- Dostarczony tekst:
_ _ _ _ _

Firmowe imprezy świąteczne są nieprzewidywalne, a te okazały się totalną katastrofą (15 obrazków)
Mąż wybierał się na świąteczne spotkanie w pracy. Dla żartu napisałam mu markerem na klatce piersiowej: „To mój mąż. Jeśli go dotkniesz, pożałujesz”. Wrócił do domu nad ranem kompletnie pijany. Kładąc go do łóżka zdjęłam mu koszulę i zobaczyłam na jego plecach odpowiedź, też napisaną markerem: „Alex tańczył na stole! Sam!”

Na świątecznym przyjęciu składkowym przyłapaliśmy jednego z pracowników na chowaniu kawałków mięsa i sera do kieszeni. Zyskał ksywkę „Kiełbasiany Rabuś”

_ _ _ _ _

- Krótkie ćwiczenie: Streść tekst o firmowych imprezach świątecznych w dwóch zdaniach. Opieraj się wyłącznie na tekście o firmowych imprezach świątecznych.

- Fragment zbioru danych:

_ _ _ _ _

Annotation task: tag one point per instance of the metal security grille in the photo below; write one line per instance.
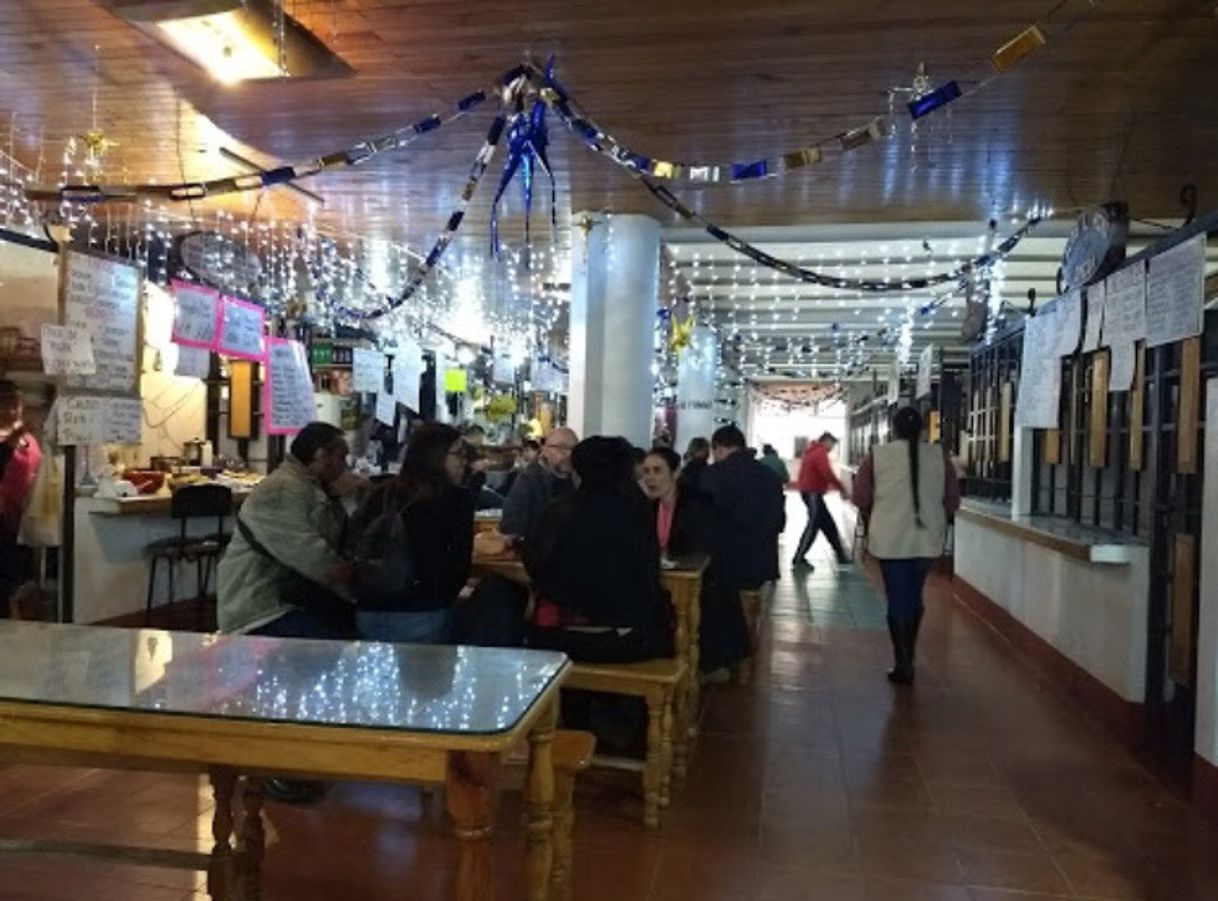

_ _ _ _ _

- Odpowiedź do zadania: Żona napisała mężowi markerem na klatce piersiowej ostrzeżenie przed dotykaniem go, a gdy wrócił nad ranem kompletnie pijany ze świątecznego spotkania w pracy, znalazła na jego plecach odpowiedź, że Alex tańczył na stole sam. Na świątecznym przyjęciu składkowym pracownik przyłapany na chowaniu kawałków mięsa i sera do kieszeni zyskał ksywkę „Kiełbasiany Rabuś”.